Job: Write the next part of the bok choy slaw blog post below, picking up after its final line.

Crunchy Bok Choy Slaw with Sesame Ginger Dressing

     This sweet and tangy slaw made with bok choy is a refreshing twist on a summer favorite and a great way to use abundant garden produce.

Morning friends!

It’s another Wednesday, and time for this month’s recipe redux.

Here’s what we have in store.

Fresh from the Garden

The season of abundant produce is here. Whether your bounty comes from the farmers market, a CSA share, or your backyard, show how you’re using fresh July fruits or vegetables. Share your gardening wins — or lessons — too!

I can barely keep basil alive, so I don’t trust my gray thumb to supply anything reliably edible.

If I had to grow my own food, I’d probably be living off withered leaves and fruit flies.

There are “experts” for a reason — botany is not my area of expertise.

Being in New England, many crops peak later in the season, but one thing that’s abundant right now is

GREENS!

One of my July goals was to try a new fruit or vegetable each month.

I’ve tried kale, collards, spinach and mustard greens, but one green I’ve been avoiding is bok choy.

Honestly, I didn’t know what to do with it. After seeing a row of bok choy quietly judging me at the farmers market, I decided it was time to show them who was Queen of the Greens.

Summer to me means ice cream, watermelon, and a crisp slaw.

Mayo and celery seed wouldn’t do for my bok choy debut. I wanted heat, tang, sweet, salt, and crunch — and this slaw delivers. It’s the kind of dish that disappears fast.

No shame — it’s greens.

Data listing:
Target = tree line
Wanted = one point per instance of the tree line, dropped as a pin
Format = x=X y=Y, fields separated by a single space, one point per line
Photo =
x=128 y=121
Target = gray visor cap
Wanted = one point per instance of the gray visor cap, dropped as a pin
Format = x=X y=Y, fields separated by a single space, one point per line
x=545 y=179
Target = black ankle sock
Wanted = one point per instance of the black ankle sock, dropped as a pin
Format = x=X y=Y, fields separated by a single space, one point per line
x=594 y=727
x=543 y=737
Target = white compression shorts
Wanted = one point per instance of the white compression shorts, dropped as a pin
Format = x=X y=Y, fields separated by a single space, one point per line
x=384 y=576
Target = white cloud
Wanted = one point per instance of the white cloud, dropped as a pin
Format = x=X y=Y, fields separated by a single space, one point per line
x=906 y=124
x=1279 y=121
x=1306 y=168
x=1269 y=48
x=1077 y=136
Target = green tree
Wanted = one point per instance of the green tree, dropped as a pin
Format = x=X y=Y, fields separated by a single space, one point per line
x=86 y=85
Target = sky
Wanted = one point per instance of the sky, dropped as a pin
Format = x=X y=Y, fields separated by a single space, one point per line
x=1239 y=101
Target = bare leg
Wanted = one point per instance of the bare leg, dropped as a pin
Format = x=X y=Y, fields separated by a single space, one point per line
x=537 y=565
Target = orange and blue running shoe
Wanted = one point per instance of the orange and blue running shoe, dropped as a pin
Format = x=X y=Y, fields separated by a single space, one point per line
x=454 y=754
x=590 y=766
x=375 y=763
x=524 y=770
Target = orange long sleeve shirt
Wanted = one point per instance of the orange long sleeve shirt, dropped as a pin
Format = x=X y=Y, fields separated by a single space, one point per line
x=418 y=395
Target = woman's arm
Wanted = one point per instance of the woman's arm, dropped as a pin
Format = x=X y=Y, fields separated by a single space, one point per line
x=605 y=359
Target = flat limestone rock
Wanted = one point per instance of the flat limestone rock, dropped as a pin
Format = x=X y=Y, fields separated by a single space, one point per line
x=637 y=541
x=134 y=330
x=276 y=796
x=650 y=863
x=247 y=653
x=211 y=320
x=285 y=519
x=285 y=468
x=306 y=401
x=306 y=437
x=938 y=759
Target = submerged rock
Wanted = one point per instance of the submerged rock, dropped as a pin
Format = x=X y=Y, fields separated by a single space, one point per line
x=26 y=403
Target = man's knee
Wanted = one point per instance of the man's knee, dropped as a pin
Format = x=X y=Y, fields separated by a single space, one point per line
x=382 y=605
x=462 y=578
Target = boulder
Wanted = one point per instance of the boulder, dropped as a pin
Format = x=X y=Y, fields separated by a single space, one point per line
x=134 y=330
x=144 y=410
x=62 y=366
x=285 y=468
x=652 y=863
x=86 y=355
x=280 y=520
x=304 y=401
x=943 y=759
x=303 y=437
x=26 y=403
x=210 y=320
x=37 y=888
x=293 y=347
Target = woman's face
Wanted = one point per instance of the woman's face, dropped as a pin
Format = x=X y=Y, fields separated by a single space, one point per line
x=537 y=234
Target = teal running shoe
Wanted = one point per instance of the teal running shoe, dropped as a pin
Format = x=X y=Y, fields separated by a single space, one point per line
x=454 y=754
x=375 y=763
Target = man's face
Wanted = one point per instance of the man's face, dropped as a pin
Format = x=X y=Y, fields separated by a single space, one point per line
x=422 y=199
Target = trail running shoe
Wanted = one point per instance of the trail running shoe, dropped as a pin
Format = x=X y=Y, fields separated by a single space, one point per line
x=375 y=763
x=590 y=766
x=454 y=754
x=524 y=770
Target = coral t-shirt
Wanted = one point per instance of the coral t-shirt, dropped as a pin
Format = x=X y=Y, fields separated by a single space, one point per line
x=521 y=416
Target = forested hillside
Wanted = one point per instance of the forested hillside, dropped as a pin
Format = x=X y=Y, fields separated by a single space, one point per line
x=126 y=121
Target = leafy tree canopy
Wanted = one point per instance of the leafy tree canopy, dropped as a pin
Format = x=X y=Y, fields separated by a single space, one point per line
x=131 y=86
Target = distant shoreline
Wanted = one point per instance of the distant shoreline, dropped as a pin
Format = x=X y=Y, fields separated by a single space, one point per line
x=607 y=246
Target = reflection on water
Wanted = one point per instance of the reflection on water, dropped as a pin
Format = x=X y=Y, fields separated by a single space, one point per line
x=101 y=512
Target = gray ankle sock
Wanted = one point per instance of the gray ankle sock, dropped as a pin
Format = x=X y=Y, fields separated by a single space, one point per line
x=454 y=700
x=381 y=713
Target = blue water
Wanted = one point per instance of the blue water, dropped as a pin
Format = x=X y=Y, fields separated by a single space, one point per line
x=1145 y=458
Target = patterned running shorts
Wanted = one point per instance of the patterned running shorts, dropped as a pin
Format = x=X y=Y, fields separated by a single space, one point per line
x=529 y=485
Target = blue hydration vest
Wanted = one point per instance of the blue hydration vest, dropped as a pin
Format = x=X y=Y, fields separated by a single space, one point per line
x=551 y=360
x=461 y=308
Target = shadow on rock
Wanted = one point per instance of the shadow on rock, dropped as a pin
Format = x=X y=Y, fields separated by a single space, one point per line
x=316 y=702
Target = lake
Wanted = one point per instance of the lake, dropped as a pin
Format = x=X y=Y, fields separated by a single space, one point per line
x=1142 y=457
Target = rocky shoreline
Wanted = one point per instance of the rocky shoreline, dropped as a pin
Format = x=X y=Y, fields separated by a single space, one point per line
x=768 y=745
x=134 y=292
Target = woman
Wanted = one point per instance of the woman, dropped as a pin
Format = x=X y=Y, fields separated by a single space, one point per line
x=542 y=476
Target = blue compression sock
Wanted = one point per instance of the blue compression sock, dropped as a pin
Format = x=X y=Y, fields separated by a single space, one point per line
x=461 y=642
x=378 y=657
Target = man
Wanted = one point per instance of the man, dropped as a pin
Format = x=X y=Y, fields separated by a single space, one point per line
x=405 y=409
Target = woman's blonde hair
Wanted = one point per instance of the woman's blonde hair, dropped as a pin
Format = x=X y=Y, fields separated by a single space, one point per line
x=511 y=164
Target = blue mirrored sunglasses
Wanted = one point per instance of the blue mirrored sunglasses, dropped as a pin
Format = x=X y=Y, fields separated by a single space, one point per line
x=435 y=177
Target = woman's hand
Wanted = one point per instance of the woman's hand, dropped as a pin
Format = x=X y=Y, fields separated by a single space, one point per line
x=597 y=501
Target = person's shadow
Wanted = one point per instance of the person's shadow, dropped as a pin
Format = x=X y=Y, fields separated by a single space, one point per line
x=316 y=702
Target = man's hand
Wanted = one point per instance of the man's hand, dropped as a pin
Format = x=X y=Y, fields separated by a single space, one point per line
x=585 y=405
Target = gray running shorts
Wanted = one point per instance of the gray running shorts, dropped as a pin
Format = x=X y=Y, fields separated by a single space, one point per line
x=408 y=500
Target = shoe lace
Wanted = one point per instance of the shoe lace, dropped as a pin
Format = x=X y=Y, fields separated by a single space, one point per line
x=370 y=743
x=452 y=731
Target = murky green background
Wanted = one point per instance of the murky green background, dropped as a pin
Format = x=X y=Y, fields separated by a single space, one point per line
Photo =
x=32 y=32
* * *
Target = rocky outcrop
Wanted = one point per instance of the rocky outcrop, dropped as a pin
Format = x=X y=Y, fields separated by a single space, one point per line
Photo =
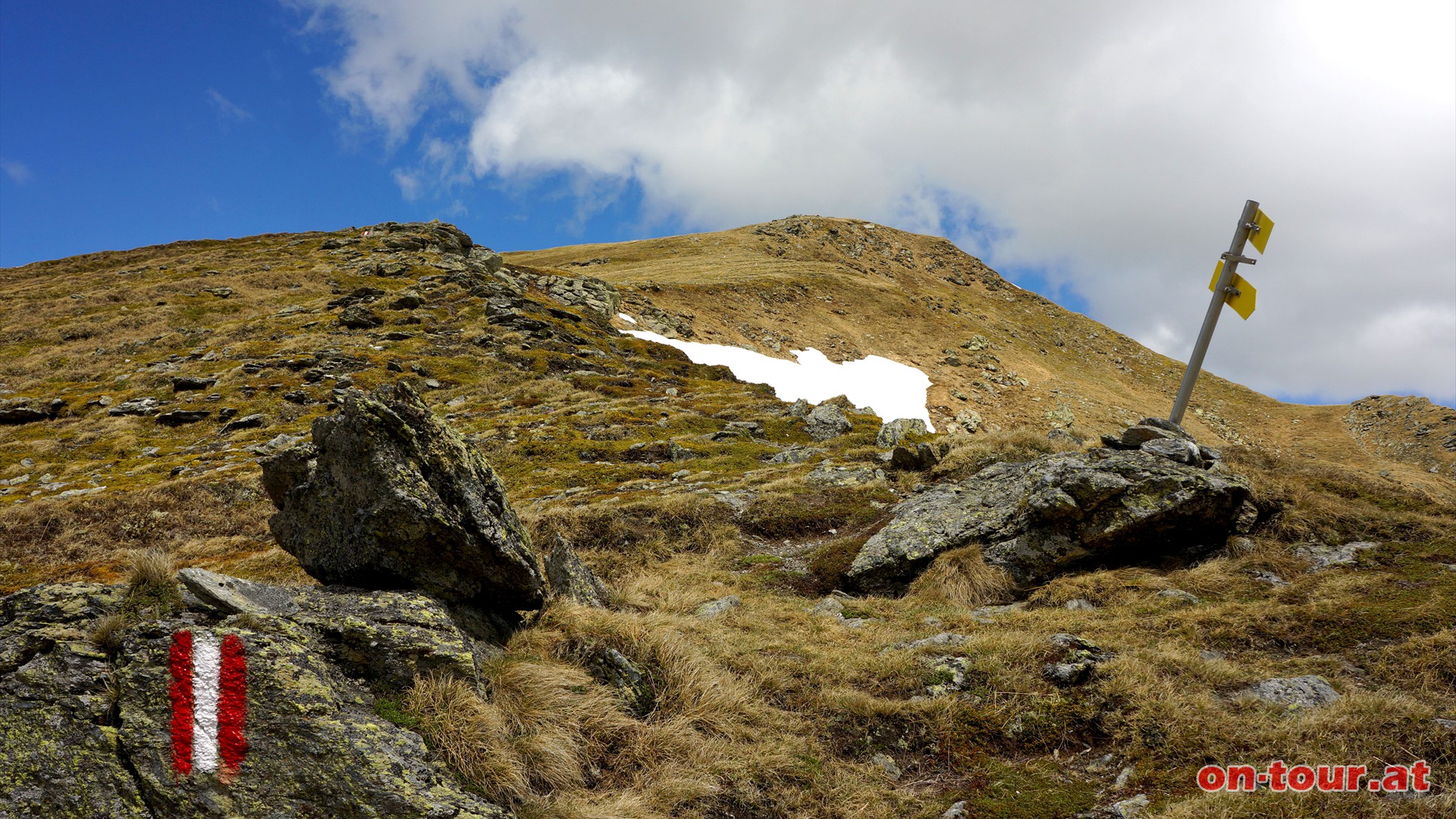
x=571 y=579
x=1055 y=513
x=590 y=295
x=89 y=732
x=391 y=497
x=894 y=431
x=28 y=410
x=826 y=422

Right answer:
This sweet and tangy Asian slaw made with bok choy is a fun twist on a summer classic, and a great way to use up your garden bounty. #vegan #glutenfree

Bok Choy Slaw




5 Stars


4 Stars


3 Stars


2 Stars


1 Star

5 from 2 reviews

  • Author: Emily Cooper, RDN
  • Yield: 4 servings 1x
Print Recipe

Ingredients


Units



Scale

  • 1 small head bok choy (about 6 leaves)
  • 1 large carrot, grated
  • 1 clove garlic, minced
  • 1 tablespoon Tamari*
  • 2 tablespoons rice wine vinegar
  • 1 tablespoon fresh lime juice
  • 1 tablespoon olive oil
  • ½ tablespoon honey
  • ¼ teaspoon crushed red pepper
  • ¼ cup crushed almonds

Instructions

  1. Rinse and chop bok choy into thin strips. Add to a large bowl.
  2. Grate the carrot and add to the bok choy.
  3. In a small bowl, whisk together the garlic, Tamari, rice wine vinegar, lime juice, olive oil, honey, and crushed red pepper.
  4. Pour the dressing over the vegetables and toss until thoroughly combined.
  5. Refrigerate for at least 30 minutes to allow flavors to meld.
  6. Transfer to a serving bowl and top with crushed almonds just before serving.

Notes

*If not strictly gluten-free, regular soy sauce can be used instead of Tamari.

  • Category: Salads, Vegetables, Sides

Did you make this recipe?

Tag @sinfulnutrition on Instagram and use the hashtag #sinfulnutrition

Make it a great day!

Do you have a garden or CSA?

What’s in season where you are?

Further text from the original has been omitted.